[Start]

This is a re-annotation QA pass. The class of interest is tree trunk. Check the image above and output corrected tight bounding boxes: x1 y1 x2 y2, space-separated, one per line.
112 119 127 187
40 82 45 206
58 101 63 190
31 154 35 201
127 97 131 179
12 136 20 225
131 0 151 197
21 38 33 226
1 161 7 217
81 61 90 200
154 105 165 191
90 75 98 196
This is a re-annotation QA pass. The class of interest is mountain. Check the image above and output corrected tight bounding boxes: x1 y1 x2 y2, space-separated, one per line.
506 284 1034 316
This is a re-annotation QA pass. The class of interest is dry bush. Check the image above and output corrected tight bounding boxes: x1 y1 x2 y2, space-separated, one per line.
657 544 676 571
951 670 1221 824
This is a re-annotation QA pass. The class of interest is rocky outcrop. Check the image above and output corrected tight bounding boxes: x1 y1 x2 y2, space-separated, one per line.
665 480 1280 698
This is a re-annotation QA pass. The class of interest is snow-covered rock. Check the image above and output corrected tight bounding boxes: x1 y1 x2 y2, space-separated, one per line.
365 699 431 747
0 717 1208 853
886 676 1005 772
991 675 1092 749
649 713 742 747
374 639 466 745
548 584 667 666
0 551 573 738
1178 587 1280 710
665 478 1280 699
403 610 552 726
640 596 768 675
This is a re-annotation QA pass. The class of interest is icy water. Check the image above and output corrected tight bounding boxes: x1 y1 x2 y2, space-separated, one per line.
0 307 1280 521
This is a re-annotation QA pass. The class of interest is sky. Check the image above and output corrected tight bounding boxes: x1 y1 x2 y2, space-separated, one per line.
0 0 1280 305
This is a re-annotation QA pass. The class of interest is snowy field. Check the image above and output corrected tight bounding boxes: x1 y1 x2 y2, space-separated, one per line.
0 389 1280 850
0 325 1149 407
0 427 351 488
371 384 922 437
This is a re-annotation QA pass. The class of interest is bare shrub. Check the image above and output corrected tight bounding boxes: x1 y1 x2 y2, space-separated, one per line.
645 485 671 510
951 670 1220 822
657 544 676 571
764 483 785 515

[End]

(Request):
Render every item above as a Markdown table with two columns, Row (a running line number) and Entry (the line itself), omitting any blank lines.

(Finished exercise):
| Row | Entry |
|---|---|
| 1 | This is a re-annotation QA pass. The class of interest is tree trunk. Check the image above and output corrected tight bounding boxes: x1 y1 x2 y2, space-separated, one per line. |
| 2 | 112 119 127 187 |
| 3 | 40 82 45 206 |
| 4 | 58 101 63 190 |
| 5 | 31 154 35 201 |
| 6 | 127 97 131 179 |
| 7 | 12 136 20 225 |
| 8 | 131 0 151 197 |
| 9 | 21 38 33 226 |
| 10 | 1 161 7 217 |
| 11 | 81 61 90 200 |
| 12 | 154 105 165 191 |
| 13 | 90 75 98 196 |
| 14 | This is a re-annotation QA pass. The class of interest is mountain. Check the image above and output corrected tight bounding boxes: x1 y1 x2 y2, space-separated, one per line. |
| 15 | 506 284 1034 316 |
| 16 | This is a re-annotation QA pass. The class of interest is dry bush. Check the image above and output corrected tight bounding boxes: x1 y1 x2 y2, space-separated, one per line. |
| 17 | 657 544 676 571 |
| 18 | 951 670 1221 824 |
| 19 | This is a re-annotation QA pass. The class of interest is rocky outcrop. Check the image above and output corrected tight bounding boxes: x1 y1 x2 y2, space-separated, one per line. |
| 20 | 665 480 1280 698 |
| 21 | This is a re-annotation QA pass. The class of interest is snow-covered rock. Check the image above and output corrected tight bounding boxes: x1 y1 x2 y2, space-separated, one per line. |
| 22 | 365 699 431 747 |
| 23 | 0 717 1208 853 |
| 24 | 886 676 1005 772 |
| 25 | 991 675 1092 749 |
| 26 | 649 713 742 747 |
| 27 | 374 639 466 745 |
| 28 | 548 584 667 666 |
| 29 | 0 551 573 738 |
| 30 | 1178 587 1280 710 |
| 31 | 665 478 1280 699 |
| 32 | 403 610 552 726 |
| 33 | 640 596 768 675 |
| 34 | This is a re-annotation QA pass. The class of interest is icy water. Check the image above and output corrected tight bounding boxes: x1 y1 x2 y2, space-separated, one per line. |
| 35 | 0 307 1280 521 |
| 36 | This is a re-annotation QA pass. The class of interest is sky. Check the image above and output corrected tight bounding boxes: x1 y1 x2 y2, space-separated, one per line. |
| 37 | 0 0 1280 305 |
| 38 | This is a re-annotation QA pass. The class of interest is snowy field. Check the image above and output corrected tight bounding boxes: x1 y1 x2 y2, space-separated, one per line. |
| 39 | 0 389 1280 850 |
| 40 | 0 325 1149 407 |
| 41 | 0 427 351 488 |
| 42 | 371 384 922 437 |
| 43 | This is a re-annotation QA pass. The class of interest is bare shrub. Check the image above and output corrected tight bounding boxes: x1 y1 x2 y2, space-separated, one per line. |
| 44 | 645 485 671 510 |
| 45 | 951 670 1220 822 |
| 46 | 657 544 676 571 |
| 47 | 764 483 785 515 |